── Extract ──
Architectural constraints also operate at a policy level: which directories the AI can modify, which external services it can call, which patterns are approved and which are deprecated. Encoding these constraints in the harness rather than repeating them per-prompt is the difference between a durable policy and a fragile reminder. A developer working on a feature shouldn’t need to re-specify “don’t touch the payments module” every session; that constraint belongs in the context infrastructure.

This has implications for teams evaluating or redesigning systems. The cost-benefit calculation for breaking up a large service or introducing a cleaner interface now includes the effect on AI tool effectiveness, not just the human-engineering benefits. Both should factor into the decision.

Codebase Garbage Collection

The third piece of harness engineering is ongoing maintenance aimed at keeping the codebase legible as AI-generated code accumulates. Böckeler names this “garbage collection,” and the analogy holds: without active collection, entropy compounds.

AI-assisted development accelerates code production. The review and understanding work does not scale at the same rate, which means the codebase can grow faster than the team’s collective model of it. Dead branches accumulate; experimental features get merged and forgotten; naming inconsistencies proliferate. Each of these degrades the signal-to-noise ratio for the AI on the next task.
───
--- Assignment 1 ---
Decide whether each statement agrees with the passage on harness engineering. Answer yes or no, and quote the words from the passage that decide it.
(a) The passage recommends repeating architectural constraints in each prompt.
(b) The passage credits Böckeler with the name "garbage collection."
(c) According to the passage, review and understanding work scales at the same rate as code production.
--- Assignment 2 ---
Answer these questions using the passage on harness engineering:
(a) Which module does the passage give as an example of a constraint that a developer shouldn't have to re-specify every session?
(b) Which piece of harness engineering is codebase garbage collection?
(c) What ratio do the accumulating problems degrade for the AI on the next task?
--- Assignment 3 ---
List each problem that the passage on harness engineering says accumulates as the codebase grows faster than the team's collective model of it.
── Data for analysis ──
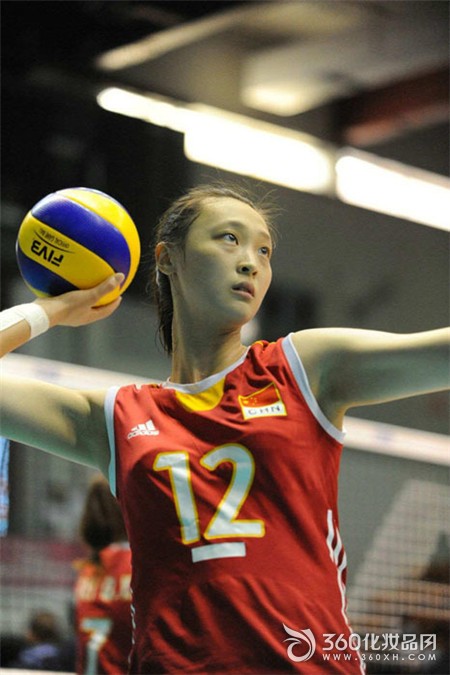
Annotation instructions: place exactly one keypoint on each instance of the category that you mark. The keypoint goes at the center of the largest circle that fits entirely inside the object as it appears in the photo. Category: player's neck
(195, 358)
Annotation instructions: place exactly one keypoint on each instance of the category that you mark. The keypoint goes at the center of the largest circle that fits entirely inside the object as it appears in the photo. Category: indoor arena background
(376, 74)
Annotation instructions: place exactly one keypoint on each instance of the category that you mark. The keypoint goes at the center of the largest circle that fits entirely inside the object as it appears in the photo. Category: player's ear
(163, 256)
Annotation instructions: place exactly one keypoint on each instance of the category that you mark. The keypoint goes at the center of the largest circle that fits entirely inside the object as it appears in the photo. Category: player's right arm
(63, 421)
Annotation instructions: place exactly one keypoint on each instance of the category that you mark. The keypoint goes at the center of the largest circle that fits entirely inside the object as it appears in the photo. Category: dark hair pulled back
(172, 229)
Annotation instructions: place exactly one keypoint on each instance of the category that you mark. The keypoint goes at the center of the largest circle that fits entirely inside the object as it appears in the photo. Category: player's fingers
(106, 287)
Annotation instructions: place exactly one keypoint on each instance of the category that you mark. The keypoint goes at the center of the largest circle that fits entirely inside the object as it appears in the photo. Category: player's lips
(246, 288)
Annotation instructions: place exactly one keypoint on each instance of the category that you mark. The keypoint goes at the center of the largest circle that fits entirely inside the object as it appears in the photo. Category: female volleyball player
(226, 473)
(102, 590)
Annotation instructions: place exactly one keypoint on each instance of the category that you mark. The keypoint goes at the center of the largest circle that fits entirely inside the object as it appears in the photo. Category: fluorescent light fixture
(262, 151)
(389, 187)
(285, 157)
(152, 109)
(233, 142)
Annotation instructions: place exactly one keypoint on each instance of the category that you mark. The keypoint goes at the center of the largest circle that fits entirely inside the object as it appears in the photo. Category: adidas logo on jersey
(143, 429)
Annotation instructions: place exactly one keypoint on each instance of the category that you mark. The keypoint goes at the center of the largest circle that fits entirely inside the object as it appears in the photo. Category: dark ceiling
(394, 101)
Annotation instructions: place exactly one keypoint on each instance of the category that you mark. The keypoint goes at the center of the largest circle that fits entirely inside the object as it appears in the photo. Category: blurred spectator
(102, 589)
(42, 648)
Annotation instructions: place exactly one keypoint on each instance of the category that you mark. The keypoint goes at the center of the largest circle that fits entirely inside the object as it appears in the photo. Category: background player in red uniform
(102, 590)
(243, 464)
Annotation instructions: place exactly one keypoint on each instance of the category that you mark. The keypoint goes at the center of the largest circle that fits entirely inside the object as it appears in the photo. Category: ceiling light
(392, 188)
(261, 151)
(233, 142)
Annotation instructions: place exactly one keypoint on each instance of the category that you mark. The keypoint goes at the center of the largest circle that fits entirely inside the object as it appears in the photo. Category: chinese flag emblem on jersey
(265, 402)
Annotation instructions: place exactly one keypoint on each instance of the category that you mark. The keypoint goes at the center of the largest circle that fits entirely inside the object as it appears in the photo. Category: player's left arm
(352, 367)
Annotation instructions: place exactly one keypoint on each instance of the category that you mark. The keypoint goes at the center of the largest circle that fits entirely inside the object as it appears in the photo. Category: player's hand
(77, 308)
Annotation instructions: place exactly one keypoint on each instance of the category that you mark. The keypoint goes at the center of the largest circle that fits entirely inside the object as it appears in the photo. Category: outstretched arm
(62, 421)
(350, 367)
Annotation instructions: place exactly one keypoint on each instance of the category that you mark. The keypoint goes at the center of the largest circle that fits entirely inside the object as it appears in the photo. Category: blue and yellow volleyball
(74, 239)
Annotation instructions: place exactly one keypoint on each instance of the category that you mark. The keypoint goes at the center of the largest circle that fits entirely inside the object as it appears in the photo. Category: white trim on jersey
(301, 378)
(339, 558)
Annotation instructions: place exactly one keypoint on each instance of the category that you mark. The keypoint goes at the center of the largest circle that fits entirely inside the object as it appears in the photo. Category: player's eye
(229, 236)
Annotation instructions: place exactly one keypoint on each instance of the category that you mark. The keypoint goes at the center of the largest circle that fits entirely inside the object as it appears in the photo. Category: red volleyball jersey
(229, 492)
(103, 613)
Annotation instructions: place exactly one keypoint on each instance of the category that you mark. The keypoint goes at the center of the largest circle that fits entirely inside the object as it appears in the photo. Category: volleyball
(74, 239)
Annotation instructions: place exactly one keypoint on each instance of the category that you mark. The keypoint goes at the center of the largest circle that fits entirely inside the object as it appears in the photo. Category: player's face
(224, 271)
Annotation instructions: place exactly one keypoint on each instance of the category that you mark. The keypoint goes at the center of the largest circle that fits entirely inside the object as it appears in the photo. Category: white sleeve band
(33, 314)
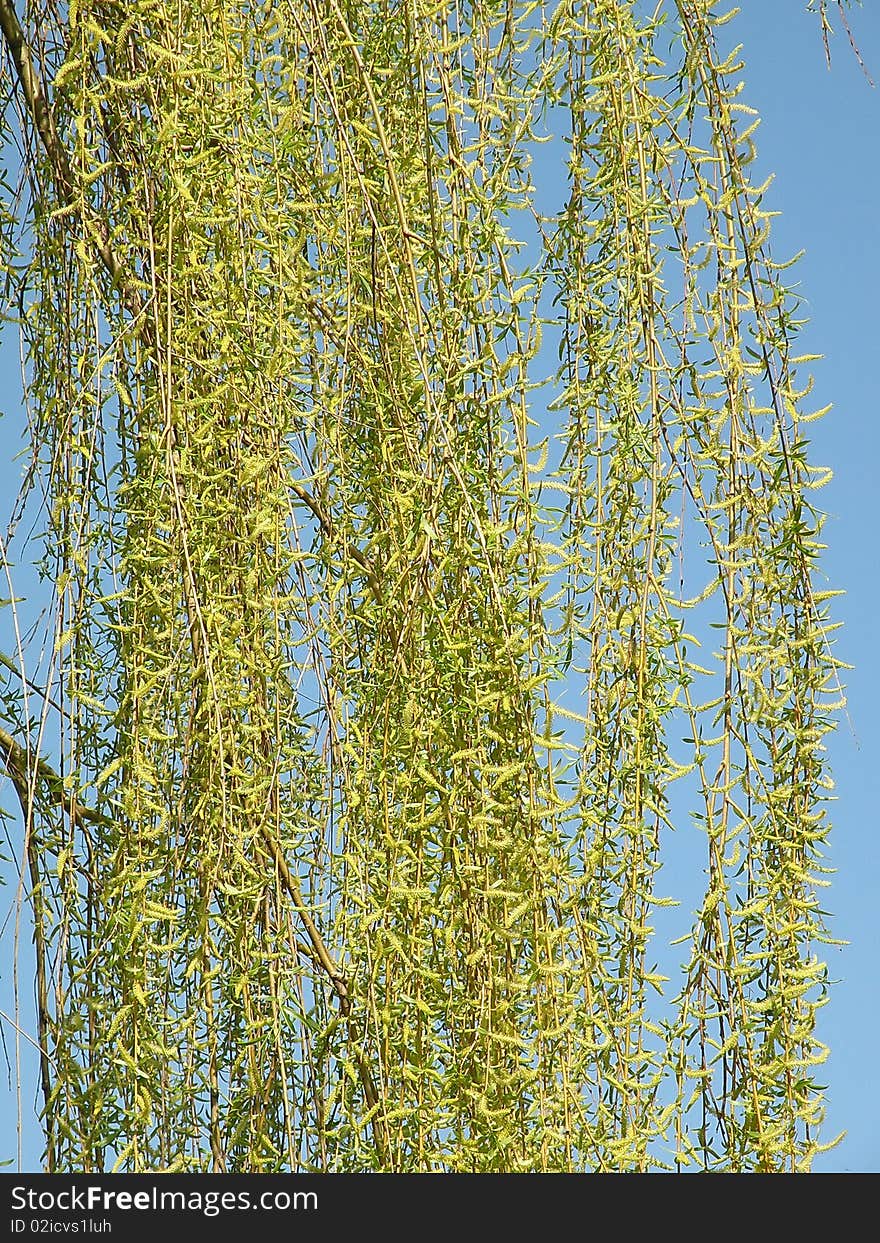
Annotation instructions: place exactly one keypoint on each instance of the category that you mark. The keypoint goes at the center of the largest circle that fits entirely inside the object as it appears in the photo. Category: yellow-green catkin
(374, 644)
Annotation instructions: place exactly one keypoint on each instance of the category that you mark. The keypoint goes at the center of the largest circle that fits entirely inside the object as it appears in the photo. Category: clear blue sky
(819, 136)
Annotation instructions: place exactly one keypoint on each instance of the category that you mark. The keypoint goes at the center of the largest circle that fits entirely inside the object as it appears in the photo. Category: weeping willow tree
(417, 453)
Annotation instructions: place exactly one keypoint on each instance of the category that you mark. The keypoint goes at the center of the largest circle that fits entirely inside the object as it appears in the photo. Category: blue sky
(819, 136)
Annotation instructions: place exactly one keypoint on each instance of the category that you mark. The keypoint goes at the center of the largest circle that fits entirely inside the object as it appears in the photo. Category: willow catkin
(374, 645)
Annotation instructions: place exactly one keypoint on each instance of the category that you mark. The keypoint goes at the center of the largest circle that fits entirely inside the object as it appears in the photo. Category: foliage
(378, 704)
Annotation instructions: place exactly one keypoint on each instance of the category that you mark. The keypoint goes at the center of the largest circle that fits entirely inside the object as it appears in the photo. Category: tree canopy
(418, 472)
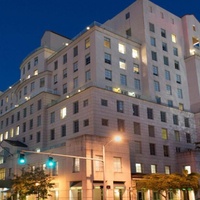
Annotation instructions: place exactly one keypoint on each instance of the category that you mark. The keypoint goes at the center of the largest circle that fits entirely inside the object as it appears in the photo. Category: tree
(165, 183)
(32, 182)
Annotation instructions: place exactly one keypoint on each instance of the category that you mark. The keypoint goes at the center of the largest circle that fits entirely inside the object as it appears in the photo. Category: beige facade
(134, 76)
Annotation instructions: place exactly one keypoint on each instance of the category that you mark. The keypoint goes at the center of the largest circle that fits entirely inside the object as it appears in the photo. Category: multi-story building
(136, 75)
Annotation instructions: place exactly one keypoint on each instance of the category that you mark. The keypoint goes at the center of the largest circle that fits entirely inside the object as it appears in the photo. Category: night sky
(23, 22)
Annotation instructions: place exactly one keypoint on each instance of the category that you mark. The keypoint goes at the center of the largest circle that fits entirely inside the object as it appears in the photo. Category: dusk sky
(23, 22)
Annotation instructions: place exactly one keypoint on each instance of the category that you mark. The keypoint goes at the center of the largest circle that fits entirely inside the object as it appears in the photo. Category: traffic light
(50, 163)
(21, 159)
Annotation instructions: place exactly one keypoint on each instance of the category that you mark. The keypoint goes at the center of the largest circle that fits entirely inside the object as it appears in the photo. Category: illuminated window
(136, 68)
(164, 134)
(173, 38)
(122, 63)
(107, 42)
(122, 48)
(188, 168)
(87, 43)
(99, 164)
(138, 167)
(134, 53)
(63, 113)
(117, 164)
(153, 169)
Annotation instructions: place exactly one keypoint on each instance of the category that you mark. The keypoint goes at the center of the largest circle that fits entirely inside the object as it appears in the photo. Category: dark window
───
── Data for analysis ──
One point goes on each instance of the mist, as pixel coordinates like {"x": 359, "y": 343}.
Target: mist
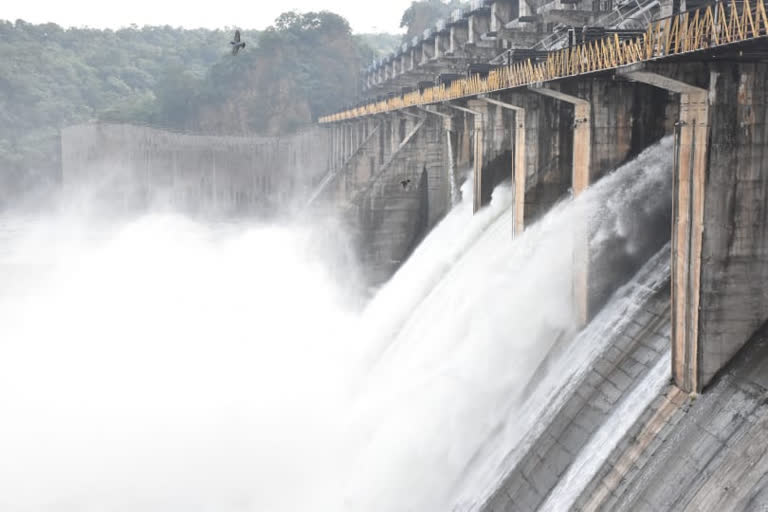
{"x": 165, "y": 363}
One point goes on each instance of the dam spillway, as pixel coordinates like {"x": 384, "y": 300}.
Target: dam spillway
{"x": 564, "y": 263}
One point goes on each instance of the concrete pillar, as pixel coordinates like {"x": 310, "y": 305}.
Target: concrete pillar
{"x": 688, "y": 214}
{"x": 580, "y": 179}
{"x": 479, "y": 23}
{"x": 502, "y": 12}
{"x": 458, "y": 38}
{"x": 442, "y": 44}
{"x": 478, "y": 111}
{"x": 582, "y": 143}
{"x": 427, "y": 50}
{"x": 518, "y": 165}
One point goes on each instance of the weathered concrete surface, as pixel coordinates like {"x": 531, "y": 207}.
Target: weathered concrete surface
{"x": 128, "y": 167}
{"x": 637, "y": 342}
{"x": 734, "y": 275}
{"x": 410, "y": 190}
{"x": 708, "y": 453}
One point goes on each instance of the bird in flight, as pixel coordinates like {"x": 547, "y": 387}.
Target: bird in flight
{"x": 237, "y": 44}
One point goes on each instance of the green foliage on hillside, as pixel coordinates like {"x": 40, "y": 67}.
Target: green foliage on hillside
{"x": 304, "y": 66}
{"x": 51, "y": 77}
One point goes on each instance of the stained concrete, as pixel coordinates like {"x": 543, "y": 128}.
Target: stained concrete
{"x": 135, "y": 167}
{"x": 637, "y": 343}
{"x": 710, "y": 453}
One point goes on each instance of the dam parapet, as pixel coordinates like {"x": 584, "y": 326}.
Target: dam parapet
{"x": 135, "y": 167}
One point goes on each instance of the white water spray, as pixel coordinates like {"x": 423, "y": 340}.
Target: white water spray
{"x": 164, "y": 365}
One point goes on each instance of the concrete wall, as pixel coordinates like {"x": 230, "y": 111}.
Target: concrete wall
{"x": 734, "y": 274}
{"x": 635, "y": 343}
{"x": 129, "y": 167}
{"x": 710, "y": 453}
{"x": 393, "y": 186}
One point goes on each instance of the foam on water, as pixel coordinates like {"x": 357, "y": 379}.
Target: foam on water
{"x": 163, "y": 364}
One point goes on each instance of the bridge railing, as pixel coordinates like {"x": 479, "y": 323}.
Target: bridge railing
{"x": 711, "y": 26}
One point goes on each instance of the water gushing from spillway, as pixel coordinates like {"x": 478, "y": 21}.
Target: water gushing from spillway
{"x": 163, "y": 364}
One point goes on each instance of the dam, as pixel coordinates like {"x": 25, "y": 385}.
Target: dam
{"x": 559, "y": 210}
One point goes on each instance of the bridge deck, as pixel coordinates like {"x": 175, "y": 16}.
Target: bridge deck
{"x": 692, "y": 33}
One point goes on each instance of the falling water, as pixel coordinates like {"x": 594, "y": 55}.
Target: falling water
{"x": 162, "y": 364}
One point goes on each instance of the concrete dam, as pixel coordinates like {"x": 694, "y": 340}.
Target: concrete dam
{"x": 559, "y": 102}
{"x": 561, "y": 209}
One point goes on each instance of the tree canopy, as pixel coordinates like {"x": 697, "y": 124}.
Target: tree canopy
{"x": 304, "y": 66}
───
── Data for analysis ──
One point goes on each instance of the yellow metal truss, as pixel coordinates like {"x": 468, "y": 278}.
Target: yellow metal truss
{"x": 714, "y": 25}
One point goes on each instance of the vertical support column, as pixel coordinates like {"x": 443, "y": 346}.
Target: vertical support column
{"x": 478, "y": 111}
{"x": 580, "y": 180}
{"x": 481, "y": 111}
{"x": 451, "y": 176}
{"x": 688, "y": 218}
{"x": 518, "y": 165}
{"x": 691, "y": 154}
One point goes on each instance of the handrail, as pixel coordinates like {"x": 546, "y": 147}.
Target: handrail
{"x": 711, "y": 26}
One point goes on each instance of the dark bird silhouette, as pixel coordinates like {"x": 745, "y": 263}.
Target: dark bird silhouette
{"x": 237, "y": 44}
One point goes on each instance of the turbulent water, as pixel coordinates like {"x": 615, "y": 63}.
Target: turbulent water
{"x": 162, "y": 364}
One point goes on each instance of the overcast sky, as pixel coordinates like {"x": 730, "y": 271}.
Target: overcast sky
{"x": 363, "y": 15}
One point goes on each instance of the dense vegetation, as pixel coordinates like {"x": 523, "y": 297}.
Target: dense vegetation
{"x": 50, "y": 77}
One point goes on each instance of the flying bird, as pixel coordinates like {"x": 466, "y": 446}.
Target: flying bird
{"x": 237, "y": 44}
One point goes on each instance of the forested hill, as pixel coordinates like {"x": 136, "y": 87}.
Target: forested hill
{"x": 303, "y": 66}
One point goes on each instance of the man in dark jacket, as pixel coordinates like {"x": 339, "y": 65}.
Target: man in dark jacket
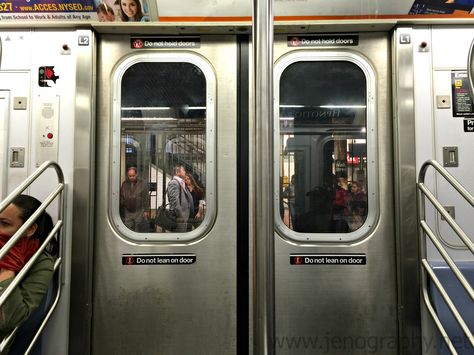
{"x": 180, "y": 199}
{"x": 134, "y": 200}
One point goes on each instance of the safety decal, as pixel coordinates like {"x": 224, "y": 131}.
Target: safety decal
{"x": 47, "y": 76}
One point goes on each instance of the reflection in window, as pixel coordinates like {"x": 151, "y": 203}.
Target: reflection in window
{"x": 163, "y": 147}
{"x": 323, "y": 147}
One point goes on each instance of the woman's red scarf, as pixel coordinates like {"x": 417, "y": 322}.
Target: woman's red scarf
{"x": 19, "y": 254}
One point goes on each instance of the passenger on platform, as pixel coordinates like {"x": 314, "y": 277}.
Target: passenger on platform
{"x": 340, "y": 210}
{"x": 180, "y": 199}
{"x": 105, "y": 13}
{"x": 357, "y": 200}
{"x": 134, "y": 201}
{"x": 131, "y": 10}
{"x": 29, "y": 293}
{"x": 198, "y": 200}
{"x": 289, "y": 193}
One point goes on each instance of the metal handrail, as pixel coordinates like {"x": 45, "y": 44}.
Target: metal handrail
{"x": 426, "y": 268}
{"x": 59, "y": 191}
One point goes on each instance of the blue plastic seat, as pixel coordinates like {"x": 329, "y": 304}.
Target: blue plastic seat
───
--- Answer 1 ---
(a) No: "Encoding these constraints in the harness rather than repeating them per-prompt is the difference between a durable policy and a fragile reminder."
(b) Yes: "Böckeler names this “garbage collection”"
(c) No: "The review and understanding work does not scale at the same rate"

--- Answer 2 ---
(a) The payments module.
(b) The third piece.
(c) The signal-to-noise ratio.

--- Answer 3 ---
Dead branches accumulate.
Experimental features get merged and forgotten.
Naming inconsistencies proliferate.